Requirement: Retype the records below exactly as they appear, but leave out any pictures.

Material for this exercise:
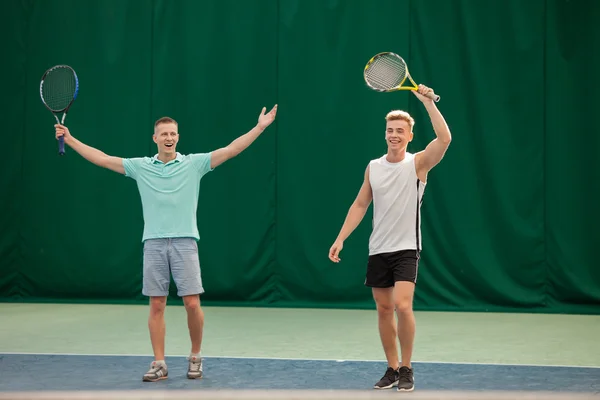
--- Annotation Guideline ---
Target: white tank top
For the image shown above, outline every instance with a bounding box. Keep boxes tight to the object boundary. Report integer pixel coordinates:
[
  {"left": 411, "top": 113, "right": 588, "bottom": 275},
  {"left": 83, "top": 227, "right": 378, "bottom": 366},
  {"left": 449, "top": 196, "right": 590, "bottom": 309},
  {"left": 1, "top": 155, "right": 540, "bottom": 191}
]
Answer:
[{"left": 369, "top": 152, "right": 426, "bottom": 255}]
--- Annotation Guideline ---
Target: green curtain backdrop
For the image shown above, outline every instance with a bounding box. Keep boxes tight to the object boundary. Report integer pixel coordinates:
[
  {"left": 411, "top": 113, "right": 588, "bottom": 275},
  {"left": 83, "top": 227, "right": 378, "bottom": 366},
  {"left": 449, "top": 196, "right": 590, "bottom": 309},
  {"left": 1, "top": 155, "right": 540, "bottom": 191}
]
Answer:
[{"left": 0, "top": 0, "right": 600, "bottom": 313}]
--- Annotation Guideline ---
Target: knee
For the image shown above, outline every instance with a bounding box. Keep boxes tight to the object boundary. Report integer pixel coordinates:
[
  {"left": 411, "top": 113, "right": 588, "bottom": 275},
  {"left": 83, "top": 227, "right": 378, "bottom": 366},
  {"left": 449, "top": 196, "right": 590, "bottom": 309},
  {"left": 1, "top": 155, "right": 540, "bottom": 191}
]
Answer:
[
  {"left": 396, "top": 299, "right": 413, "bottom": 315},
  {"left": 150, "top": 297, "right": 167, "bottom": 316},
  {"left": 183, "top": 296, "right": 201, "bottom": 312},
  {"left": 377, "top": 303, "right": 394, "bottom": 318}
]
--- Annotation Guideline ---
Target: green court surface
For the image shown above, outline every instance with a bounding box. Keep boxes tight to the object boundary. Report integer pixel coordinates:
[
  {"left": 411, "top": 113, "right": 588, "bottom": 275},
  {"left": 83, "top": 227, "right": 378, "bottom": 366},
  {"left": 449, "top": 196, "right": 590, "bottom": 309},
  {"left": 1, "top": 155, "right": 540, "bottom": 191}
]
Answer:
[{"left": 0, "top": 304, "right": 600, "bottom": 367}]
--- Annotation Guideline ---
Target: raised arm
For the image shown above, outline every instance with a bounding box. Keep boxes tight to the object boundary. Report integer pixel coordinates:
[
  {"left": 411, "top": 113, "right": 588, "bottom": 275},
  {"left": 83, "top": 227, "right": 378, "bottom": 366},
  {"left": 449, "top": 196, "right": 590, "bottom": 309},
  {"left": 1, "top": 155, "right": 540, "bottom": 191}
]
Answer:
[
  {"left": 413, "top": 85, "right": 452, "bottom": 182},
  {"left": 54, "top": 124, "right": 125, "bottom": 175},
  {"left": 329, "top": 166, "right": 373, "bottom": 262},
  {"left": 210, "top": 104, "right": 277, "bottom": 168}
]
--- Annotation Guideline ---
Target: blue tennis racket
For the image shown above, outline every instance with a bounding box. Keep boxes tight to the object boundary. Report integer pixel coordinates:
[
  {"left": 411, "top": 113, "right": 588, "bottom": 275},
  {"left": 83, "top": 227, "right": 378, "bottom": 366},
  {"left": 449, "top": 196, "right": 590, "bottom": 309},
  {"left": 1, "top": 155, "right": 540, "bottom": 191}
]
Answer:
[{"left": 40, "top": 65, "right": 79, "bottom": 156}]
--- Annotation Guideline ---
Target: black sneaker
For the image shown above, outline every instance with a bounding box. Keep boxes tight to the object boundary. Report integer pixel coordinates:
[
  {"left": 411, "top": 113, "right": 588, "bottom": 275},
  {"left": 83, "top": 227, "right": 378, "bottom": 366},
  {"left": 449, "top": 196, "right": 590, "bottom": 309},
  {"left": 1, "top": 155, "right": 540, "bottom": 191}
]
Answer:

Answer to this task:
--- Annotation Guideline ---
Target: white tank top
For the image shown above, outline every instance with a bounding box. Keep boxes tight to the object boundary. Report integer pixel coordinates:
[
  {"left": 411, "top": 113, "right": 588, "bottom": 275},
  {"left": 83, "top": 227, "right": 378, "bottom": 366},
  {"left": 449, "top": 196, "right": 590, "bottom": 309},
  {"left": 1, "top": 155, "right": 540, "bottom": 191}
]
Answer:
[{"left": 369, "top": 152, "right": 426, "bottom": 255}]
--- Annotation Guideline ---
Target: green curtain backdrop
For the image shown above, outline every instance with a bounding box. Keep boxes tight to the object boundary. Report integer pixel coordinates:
[
  {"left": 411, "top": 113, "right": 588, "bottom": 275},
  {"left": 83, "top": 227, "right": 378, "bottom": 366},
  {"left": 449, "top": 196, "right": 590, "bottom": 309},
  {"left": 1, "top": 155, "right": 540, "bottom": 191}
]
Answer:
[{"left": 0, "top": 0, "right": 600, "bottom": 313}]
--- Annotation Guideline ---
Target: knee
For the image shown above, outline every instance with a bounding box. Keep boxes tight to the object boundary. Report integer pixel coordinates:
[
  {"left": 411, "top": 113, "right": 588, "bottom": 275},
  {"left": 83, "top": 227, "right": 378, "bottom": 366},
  {"left": 449, "top": 196, "right": 590, "bottom": 309},
  {"left": 1, "top": 155, "right": 540, "bottom": 191}
]
Answer:
[
  {"left": 396, "top": 299, "right": 413, "bottom": 315},
  {"left": 150, "top": 297, "right": 167, "bottom": 316},
  {"left": 183, "top": 296, "right": 201, "bottom": 312},
  {"left": 377, "top": 303, "right": 394, "bottom": 318}
]
--- Annotation Guideline ---
Target: green court surface
For the image shown above, outline every instance with a bounding box. Keep boxes tight to the object boundary. Report integer pixel coordinates:
[
  {"left": 411, "top": 113, "right": 588, "bottom": 275},
  {"left": 83, "top": 227, "right": 378, "bottom": 366},
  {"left": 449, "top": 196, "right": 590, "bottom": 309},
  {"left": 1, "top": 155, "right": 540, "bottom": 191}
]
Answer:
[{"left": 0, "top": 304, "right": 600, "bottom": 367}]
--- Annotation Guideline ---
Target: raised arm
For the image shown above, outline every instance with a bounding box. Keep boxes tight to the object boundary. Report integer pixel coordinates:
[
  {"left": 411, "top": 113, "right": 588, "bottom": 275},
  {"left": 83, "top": 227, "right": 378, "bottom": 366},
  {"left": 449, "top": 196, "right": 590, "bottom": 309},
  {"left": 1, "top": 155, "right": 540, "bottom": 191}
]
Answer:
[
  {"left": 413, "top": 85, "right": 452, "bottom": 182},
  {"left": 54, "top": 124, "right": 125, "bottom": 175},
  {"left": 329, "top": 166, "right": 373, "bottom": 262},
  {"left": 210, "top": 104, "right": 277, "bottom": 168}
]
--- Annotation Guideline ---
Target: blue tennis racket
For the image shown above, outline every instance with a bounding box. Keep boxes tight to the object boundary. Report integer pixel coordinates:
[
  {"left": 411, "top": 113, "right": 588, "bottom": 275},
  {"left": 83, "top": 227, "right": 378, "bottom": 366},
  {"left": 449, "top": 196, "right": 590, "bottom": 309},
  {"left": 1, "top": 155, "right": 540, "bottom": 191}
]
Answer:
[{"left": 40, "top": 65, "right": 79, "bottom": 156}]
--- Annotation Guideline ---
Target: black sneaker
For the image shown above, outline every instance with a bounding box. Keep boxes tight to the object boundary. Report integer pixel coordinates:
[
  {"left": 411, "top": 113, "right": 588, "bottom": 275},
  {"left": 83, "top": 227, "right": 378, "bottom": 366},
  {"left": 449, "top": 196, "right": 590, "bottom": 309},
  {"left": 1, "top": 155, "right": 540, "bottom": 191}
]
Answer:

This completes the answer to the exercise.